## TO DO
Identify every line of the listing below that contains the word "tassel", and copy each such line in full.

## RECORDS
════════════════════
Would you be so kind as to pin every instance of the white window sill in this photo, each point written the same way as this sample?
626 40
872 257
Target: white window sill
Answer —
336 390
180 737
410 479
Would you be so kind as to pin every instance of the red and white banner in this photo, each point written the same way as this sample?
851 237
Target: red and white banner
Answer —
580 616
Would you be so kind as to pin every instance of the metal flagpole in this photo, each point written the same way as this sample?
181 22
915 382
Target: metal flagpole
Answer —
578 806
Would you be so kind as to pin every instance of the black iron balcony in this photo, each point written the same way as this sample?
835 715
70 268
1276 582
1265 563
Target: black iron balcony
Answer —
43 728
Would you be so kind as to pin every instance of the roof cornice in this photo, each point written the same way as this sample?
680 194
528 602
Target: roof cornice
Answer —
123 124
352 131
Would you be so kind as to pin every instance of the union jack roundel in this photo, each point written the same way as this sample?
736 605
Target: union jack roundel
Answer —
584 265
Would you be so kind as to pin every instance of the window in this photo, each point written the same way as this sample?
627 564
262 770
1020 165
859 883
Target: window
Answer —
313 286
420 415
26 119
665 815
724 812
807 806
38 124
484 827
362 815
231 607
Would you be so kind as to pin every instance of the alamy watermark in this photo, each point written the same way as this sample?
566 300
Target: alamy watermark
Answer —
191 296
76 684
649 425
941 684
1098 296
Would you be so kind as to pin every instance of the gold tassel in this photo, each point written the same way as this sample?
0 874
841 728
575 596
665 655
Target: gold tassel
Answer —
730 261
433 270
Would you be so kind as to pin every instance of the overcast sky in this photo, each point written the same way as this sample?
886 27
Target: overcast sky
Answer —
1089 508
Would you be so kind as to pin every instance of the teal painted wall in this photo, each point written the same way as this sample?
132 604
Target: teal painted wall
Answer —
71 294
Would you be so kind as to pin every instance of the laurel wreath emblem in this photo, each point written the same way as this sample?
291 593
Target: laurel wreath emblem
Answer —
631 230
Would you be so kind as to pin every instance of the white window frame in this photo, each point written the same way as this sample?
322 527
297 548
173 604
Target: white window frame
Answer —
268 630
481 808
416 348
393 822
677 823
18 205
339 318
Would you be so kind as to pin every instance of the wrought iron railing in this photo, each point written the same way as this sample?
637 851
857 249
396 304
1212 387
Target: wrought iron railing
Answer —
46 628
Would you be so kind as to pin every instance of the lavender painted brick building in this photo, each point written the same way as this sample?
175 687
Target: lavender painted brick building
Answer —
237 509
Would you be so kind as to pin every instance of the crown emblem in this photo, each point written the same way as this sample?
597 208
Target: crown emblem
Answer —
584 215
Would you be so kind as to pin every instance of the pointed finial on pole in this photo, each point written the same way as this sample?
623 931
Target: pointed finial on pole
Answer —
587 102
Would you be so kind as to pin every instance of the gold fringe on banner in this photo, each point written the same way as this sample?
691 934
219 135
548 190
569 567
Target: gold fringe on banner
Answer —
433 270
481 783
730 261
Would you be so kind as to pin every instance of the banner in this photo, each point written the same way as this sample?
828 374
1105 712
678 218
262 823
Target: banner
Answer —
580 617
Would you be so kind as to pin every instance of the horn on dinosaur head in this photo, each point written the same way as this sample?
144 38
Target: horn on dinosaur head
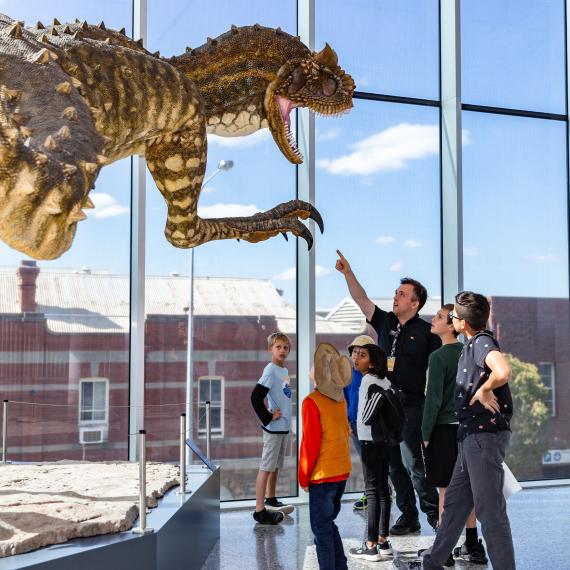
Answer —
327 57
════════════════════
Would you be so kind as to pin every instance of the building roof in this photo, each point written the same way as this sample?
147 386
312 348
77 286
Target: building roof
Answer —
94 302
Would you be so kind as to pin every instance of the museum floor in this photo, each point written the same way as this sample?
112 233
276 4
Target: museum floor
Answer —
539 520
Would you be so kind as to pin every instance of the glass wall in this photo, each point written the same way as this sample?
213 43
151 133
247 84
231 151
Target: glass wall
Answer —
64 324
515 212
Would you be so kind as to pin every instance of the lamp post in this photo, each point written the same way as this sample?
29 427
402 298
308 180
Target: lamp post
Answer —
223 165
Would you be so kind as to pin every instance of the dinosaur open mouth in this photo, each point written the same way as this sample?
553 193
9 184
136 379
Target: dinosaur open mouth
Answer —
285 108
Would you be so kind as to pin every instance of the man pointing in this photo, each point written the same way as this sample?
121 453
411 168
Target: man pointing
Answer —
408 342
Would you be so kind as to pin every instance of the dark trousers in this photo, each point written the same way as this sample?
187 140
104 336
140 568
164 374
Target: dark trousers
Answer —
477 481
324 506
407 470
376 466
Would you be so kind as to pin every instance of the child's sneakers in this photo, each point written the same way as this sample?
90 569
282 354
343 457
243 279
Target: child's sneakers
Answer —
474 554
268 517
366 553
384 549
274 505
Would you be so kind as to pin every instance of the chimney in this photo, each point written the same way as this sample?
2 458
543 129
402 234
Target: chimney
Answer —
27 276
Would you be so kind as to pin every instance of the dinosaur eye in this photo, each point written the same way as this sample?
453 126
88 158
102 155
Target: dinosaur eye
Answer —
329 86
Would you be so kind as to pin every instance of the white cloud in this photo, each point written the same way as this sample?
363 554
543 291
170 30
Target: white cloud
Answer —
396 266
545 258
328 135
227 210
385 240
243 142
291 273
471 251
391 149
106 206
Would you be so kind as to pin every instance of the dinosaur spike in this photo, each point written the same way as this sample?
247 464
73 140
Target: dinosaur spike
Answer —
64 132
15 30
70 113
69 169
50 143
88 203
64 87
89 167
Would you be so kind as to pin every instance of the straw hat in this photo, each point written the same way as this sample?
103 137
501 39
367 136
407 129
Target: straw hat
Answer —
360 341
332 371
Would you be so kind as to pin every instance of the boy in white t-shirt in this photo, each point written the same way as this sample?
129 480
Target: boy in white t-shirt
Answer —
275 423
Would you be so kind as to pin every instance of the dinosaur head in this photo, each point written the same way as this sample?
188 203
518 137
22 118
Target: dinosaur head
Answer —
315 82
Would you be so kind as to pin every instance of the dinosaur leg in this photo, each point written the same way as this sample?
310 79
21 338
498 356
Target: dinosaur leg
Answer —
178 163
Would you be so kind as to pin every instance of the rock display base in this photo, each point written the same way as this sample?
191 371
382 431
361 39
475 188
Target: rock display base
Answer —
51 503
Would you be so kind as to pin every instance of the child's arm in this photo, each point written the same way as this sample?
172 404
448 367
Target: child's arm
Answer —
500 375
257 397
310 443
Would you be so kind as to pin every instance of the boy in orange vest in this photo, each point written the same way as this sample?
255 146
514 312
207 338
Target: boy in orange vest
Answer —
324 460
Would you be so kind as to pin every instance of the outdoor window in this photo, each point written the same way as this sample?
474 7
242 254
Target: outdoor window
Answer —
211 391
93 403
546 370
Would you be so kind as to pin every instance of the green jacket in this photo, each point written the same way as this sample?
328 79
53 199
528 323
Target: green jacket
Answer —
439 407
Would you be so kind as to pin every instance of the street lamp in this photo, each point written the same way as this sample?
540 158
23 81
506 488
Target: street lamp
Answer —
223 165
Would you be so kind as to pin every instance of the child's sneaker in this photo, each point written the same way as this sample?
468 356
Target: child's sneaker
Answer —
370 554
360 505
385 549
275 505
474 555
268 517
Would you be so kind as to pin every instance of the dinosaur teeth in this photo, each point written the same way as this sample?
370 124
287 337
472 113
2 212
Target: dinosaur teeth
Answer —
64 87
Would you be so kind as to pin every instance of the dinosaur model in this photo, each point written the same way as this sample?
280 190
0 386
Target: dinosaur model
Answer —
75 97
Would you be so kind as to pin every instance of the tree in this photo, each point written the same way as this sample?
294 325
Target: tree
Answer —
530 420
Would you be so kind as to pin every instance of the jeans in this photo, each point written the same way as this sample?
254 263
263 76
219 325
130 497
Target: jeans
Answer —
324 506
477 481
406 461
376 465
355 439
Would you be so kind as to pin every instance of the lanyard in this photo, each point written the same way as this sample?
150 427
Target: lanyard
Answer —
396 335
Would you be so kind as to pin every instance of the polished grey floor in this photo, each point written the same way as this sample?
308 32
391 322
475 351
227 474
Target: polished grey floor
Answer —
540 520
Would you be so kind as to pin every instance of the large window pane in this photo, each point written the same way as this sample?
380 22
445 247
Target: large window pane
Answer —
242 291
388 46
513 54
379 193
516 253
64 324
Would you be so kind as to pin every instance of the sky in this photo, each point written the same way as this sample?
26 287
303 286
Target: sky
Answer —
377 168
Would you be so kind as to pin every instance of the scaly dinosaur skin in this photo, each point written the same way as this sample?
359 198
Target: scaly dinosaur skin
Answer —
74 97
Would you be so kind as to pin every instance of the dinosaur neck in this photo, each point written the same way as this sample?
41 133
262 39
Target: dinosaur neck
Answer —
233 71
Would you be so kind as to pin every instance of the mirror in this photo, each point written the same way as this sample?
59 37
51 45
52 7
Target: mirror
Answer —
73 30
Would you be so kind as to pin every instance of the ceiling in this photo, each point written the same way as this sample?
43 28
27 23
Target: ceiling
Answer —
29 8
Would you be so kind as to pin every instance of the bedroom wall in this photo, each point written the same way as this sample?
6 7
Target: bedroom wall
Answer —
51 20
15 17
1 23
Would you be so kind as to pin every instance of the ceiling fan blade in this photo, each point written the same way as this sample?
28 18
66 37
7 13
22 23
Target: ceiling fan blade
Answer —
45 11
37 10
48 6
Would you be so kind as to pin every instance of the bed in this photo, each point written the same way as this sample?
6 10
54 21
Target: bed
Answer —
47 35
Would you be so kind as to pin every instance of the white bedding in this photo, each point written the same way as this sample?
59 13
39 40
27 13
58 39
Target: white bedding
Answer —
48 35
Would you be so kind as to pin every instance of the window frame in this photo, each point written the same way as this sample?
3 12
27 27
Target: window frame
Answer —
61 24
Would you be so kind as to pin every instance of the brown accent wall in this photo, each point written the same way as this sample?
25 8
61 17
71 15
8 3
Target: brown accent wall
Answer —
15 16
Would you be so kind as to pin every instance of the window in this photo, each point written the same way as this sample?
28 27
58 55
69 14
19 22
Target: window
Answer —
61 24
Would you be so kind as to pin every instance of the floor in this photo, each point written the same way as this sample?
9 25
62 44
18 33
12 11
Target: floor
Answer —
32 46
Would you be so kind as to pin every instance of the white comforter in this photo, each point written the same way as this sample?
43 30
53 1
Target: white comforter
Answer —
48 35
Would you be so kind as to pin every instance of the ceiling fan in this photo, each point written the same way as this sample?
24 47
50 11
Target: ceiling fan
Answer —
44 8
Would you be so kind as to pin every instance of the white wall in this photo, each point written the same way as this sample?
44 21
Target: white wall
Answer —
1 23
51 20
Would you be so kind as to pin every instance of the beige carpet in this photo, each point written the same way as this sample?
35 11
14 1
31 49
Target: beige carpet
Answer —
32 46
════════════════════
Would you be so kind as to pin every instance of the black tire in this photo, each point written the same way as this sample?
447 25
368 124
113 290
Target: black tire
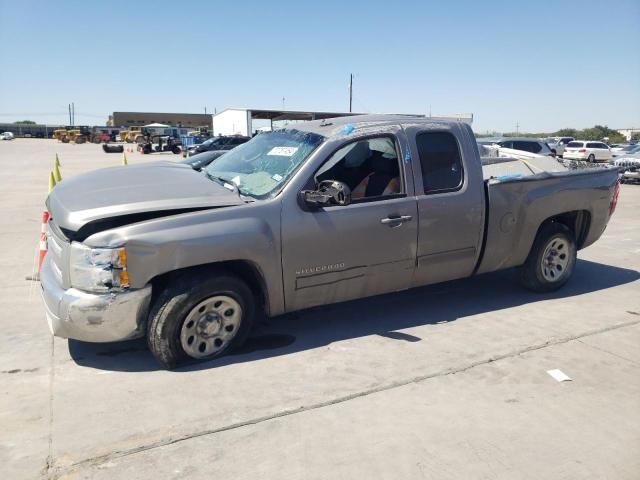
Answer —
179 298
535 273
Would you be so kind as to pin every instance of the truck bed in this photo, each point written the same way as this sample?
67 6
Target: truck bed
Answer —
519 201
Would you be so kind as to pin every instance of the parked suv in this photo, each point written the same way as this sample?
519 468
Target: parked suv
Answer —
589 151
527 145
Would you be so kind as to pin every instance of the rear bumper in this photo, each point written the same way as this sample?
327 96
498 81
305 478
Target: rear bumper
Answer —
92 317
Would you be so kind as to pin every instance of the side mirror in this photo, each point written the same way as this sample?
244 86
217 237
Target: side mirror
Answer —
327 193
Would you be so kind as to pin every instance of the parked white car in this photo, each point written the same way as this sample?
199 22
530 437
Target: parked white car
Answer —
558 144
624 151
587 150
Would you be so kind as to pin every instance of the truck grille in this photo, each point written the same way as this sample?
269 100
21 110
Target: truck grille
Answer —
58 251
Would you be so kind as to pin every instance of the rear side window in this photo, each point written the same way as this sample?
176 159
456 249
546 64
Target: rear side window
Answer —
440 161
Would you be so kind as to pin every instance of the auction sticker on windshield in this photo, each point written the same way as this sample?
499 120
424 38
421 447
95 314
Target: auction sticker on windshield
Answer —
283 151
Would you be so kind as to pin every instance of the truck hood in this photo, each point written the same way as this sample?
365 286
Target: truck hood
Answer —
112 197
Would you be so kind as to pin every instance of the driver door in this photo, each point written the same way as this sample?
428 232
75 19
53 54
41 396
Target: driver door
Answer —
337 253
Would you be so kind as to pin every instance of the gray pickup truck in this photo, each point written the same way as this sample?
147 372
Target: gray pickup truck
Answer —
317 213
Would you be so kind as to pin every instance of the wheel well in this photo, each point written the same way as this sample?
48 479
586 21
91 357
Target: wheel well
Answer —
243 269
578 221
════════════════════
## RESULT
Would you be so kind as to pin every instance of the gold tassel in this photo, each point written the same way as this sample?
Target: gold tassel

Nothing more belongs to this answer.